═════ Exercise inputs ═════
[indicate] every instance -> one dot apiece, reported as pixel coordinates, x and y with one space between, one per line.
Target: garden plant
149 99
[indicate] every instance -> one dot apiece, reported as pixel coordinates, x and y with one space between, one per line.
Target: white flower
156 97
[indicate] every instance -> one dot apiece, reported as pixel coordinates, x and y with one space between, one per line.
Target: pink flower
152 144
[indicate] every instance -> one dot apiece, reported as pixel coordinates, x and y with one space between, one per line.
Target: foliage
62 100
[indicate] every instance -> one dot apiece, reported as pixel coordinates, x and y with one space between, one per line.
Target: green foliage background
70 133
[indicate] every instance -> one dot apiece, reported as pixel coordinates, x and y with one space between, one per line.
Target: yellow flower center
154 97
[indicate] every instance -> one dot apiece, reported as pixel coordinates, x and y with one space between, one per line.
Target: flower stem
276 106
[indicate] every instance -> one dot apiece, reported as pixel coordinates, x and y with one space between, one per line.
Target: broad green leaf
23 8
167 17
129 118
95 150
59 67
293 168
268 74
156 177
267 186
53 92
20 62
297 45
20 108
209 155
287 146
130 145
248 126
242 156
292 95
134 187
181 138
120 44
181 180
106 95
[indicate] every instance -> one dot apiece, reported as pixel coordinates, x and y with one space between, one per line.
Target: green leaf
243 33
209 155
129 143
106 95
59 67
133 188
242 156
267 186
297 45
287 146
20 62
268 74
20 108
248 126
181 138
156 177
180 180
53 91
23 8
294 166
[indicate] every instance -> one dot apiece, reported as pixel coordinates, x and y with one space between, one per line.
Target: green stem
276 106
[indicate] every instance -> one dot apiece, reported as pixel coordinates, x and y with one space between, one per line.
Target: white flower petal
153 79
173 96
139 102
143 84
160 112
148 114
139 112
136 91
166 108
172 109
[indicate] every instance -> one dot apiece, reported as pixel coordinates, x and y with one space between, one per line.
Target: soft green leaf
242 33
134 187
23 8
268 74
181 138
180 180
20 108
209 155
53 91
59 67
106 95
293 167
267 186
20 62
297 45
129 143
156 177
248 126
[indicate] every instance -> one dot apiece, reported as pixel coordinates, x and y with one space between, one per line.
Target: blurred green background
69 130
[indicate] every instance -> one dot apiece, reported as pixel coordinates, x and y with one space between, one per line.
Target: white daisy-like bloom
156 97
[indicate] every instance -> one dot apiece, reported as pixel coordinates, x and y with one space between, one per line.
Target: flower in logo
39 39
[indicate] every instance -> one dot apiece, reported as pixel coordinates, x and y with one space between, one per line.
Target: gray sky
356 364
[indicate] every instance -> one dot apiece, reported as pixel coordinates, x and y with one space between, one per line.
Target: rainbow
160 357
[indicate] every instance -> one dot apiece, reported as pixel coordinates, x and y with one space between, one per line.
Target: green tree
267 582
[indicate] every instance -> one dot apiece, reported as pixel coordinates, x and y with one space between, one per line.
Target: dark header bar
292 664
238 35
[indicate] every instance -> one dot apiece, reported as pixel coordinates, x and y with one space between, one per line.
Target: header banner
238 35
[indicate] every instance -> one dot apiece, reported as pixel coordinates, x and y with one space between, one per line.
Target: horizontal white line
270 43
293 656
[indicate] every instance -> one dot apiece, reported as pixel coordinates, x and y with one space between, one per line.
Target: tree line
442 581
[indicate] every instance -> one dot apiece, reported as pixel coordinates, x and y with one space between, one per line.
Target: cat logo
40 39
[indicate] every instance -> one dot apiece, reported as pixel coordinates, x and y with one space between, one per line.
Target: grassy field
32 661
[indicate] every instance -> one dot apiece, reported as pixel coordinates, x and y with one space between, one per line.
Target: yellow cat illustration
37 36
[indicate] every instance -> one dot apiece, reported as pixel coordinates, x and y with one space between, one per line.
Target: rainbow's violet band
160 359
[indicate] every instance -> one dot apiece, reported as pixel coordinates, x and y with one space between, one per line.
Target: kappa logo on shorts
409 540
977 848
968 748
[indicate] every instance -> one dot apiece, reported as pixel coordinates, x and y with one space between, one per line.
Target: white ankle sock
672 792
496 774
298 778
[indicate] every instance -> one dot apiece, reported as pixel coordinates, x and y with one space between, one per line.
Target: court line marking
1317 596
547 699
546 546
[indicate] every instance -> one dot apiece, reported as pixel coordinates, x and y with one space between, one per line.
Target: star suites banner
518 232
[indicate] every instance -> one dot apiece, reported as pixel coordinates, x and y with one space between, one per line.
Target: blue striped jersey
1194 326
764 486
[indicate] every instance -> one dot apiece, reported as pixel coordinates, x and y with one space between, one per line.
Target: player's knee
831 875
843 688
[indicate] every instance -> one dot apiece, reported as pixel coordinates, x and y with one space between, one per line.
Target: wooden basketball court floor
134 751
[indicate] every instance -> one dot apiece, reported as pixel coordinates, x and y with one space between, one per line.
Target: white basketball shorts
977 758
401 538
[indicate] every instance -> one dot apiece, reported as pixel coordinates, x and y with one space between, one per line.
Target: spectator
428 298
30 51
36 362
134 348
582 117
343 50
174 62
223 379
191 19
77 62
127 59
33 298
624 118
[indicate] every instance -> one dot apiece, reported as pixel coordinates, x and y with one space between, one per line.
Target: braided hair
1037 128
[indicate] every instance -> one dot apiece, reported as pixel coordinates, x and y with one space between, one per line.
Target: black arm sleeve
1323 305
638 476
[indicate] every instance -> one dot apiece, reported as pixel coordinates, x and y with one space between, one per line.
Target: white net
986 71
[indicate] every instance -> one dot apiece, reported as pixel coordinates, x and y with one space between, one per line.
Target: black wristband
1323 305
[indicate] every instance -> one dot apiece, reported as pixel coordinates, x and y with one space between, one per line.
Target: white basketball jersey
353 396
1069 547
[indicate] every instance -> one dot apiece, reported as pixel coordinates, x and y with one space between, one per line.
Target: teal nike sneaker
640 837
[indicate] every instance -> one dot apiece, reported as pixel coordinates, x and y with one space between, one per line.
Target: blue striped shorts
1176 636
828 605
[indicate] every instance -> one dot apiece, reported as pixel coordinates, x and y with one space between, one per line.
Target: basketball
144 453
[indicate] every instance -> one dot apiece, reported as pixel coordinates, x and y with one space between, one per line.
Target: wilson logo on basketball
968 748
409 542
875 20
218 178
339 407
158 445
═════
▶ [Set task] Return each entry from above without altering a single character.

▶ [The response]
[indicate] every instance -> one dot apiece, reported as pixel coordinates, x and y with one space between, one per line.
Target: garden plant
149 99
[indicate] every instance -> one dot apiece, reported as pixel coordinates, x and y with one space between, one per line.
Target: white flower
156 97
[indicate] every instance -> one dot apiece, reported as pixel coordinates, x and y with one space between, one per line.
Target: pink flower
152 144
[indicate] every instance -> one dot apiece, reported as pixel coordinates, x and y with one space between, one per line.
Target: foliage
62 100
[indicate] every instance -> one dot apiece, reported as pixel coordinates, x and y with one space between, one per line.
Target: green foliage background
70 133
[indicate] every instance -> one dot apiece, reported as pixel coordinates, x and y with one space between, one per line.
Target: yellow flower center
154 97
[indicate] every instance -> one dot apiece, reported as pixel coordinates, x and y with one space between, one per line.
Target: flower stem
276 106
[indicate] every instance -> one dot apiece, reported as pixel coordinates, x and y with one space between, one per line.
Target: broad green leaf
23 8
167 17
129 118
95 150
59 67
293 168
268 74
156 177
267 186
53 92
20 62
297 45
20 108
209 155
287 146
130 145
248 126
242 156
292 95
134 187
181 138
120 44
181 180
106 95
[indicate] every instance -> one dot apiece, reported as pixel coordinates, x and y with one space between, one per line.
Target: green leaf
243 33
209 155
129 143
106 95
59 67
133 188
242 156
267 186
297 45
287 146
20 62
268 74
20 108
248 126
181 138
156 177
180 180
53 91
23 8
294 166
[indicate] every instance -> one dot apiece, reported as pixel coordinates, x and y with one space between, one per line.
Target: green stem
276 106
[indicate] every instance -> one dot apiece, reported as pixel coordinates, x and y with one space between, one per line.
Target: white flower petal
153 79
173 96
139 102
143 84
160 112
148 114
139 112
136 91
166 108
172 109
[indicate] every instance -> one dot apiece, reported as pixel coordinates, x and y with one space between, one per line.
Target: soft green leaf
242 33
134 187
23 8
268 74
181 138
180 180
20 108
209 155
53 91
59 67
106 95
293 167
267 186
20 62
297 45
129 143
156 177
248 126
[indicate] every instance -> one dot apiece, reported as pixel coordinates, x and y with one space between, one per line.
Target: blurred green background
69 130
[indicate] every instance -> one dot apiece, reported as pixel coordinates, x and y with one space between, one per line.
Target: white daisy-like bloom
156 97
[indicate] every instance -> one dot apiece, reported as pixel coordinates, x and y with one space between, one per line.
Target: flower in logo
39 39
[indicate] every instance -> one dot apiece, reported as pixel coordinates, x and y with one space between, one per line.
Target: gray sky
356 364
[indicate] every instance -> one dot apiece, reported as pixel coordinates, x and y with one space between, one per line.
Target: rainbow
160 357
[indicate] every instance -> one dot apiece, reported as pixel coordinates, x and y with one space between, one per line.
Target: green tree
267 582
[indicate] every instance -> one dot apiece, reported as pixel coordinates, x and y with one space between, one per line.
Target: dark header bar
292 664
238 35
[indicate] every instance -> one dot apiece, reported as pixel coordinates, x and y with one space between, one per line.
Target: header banner
238 35
[indicate] every instance -> one dot apiece, reported as pixel coordinates, x and y with one space between, one per line.
Target: horizontal white line
270 43
293 656
[indicate] every instance -> one dot apiece, reported as pixel coordinates, x and y with one space between, one per line.
Target: tree line
442 581
[indicate] every instance -> one dot apiece, reported as pixel coordinates, x and y with one space between, one per line.
Target: cat logo
40 39
[indicate] every instance -> one dot apiece, reported as pixel coordinates, x and y with one space between, one per line.
Target: grassy field
32 661
[indicate] every instance -> one dot apiece, reported as pixel coordinates, x and y with one space between, one per line.
Target: yellow cat illustration
37 36
[indicate] every instance -> one dot apiece, reported as pixel coordinates, x and y with one space between, one per line.
Target: rainbow's violet band
160 359
[indicate] every instance -> one dot apiece, reported as pixel coordinates, x and y with one space between, one per line.
Target: kappa logo on shorts
409 540
977 848
968 748
[indicate] every instance -> one dot apiece, reported as pixel coordinates, x and y with one space between, one per line.
Target: white ankle sock
672 792
496 774
298 778
[indicate] every instance -> one dot apiece, reported as pixel coordinates, x and y with one space between, one per line.
Target: court line marking
1317 596
547 699
546 546
[indicate] every instance -> one dot apiece, reported as pixel coordinates, x and y with one space between, one per line.
Target: star suites banner
518 232
[indicate] every instance -> one dot apiece, reported as pixel coordinates, x and y with one space between, one per line.
Target: blue striped jersey
1194 326
764 486
[indicate] every instance -> one dot apiece, reported as pixel coordinates, x and y with one space between, one per line.
Target: player's knee
831 875
843 688
[indicate] every instance -> one dot apiece, reported as pixel coordinates, x and y with one space between, one per line.
Target: wooden basketball court floor
134 751
[indicate] every instance -> one dot apiece, reported as pixel coordinates, x and y with one space between, one per line.
Target: white basketball shorts
977 758
401 538
[indicate] every instance -> one dot apiece, reported as pixel coordinates, x and y with one space between, one per line.
Target: spectator
428 298
30 51
36 362
134 348
582 117
343 50
174 62
223 379
191 19
77 62
127 59
33 298
624 118
[indicate] every instance -> one dot apiece, reported as pixel coordinates, x and y with one space between, one per line.
Target: braided hair
1037 128
[indicate] every instance -> one dot apiece, reported as pixel coordinates, x and y with one space between, one per line.
Target: black arm sleeve
1323 305
638 476
[indicate] every instance -> one dot apiece, reported as pixel coordinates, x and y with one space between, one per line.
Target: white net
986 71
[indicate] every instance -> one dot apiece, reported as pixel coordinates, x and y with one space between, one per line.
Target: black wristband
1323 305
[indicate] every instance -> one dot apiece, reported as pixel coordinates, x and y with one space between, one per line.
Target: white basketball jersey
353 396
1069 547
[indicate] every instance -> one dot apiece, reported as pixel coordinates, x and y with one space between, one per line.
Target: teal nike sneaker
640 837
[indicate] every instance -> one dot apiece, reported as pixel coordinates, x and y with one space between, one per line.
Target: blue striped shorts
1176 636
828 605
[indicate] every instance -> one dot apiece, reported as pixel coordinates, x and y with one space between, one per line.
Target: basketball
144 453
[indicate] every instance -> one dot apiece, reported as pixel coordinates, x and y with one space between, one per line.
Target: wilson logo on basketball
968 748
409 542
875 20
218 178
339 407
158 445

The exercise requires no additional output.